## start Task material

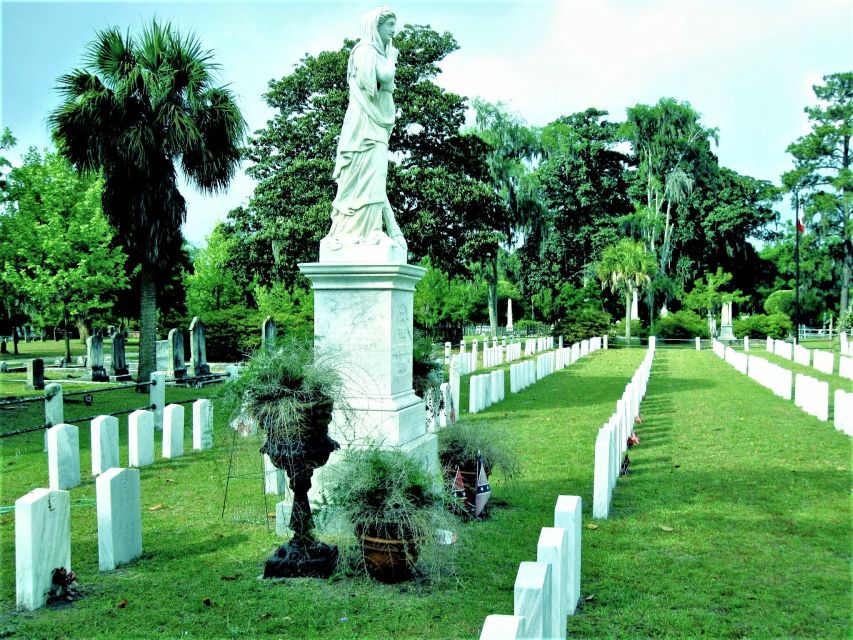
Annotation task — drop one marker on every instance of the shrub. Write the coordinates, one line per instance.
(583, 324)
(637, 329)
(779, 302)
(776, 325)
(231, 333)
(681, 324)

## end Task material

- **Work to do**
Please rewrite the whole listing above as a two-column CSV with the headers input and output, one row per text-and-answer pair. Wrap each field in double quotes, replace its line breaks with spaces, and leave out the pictures.

- **Worked answer**
input,output
"Annotation task — drop one marker on every instance of the shrub. Write the coordinates, one line per instance.","(583, 324) (637, 329) (779, 302) (776, 325) (231, 333) (681, 324)"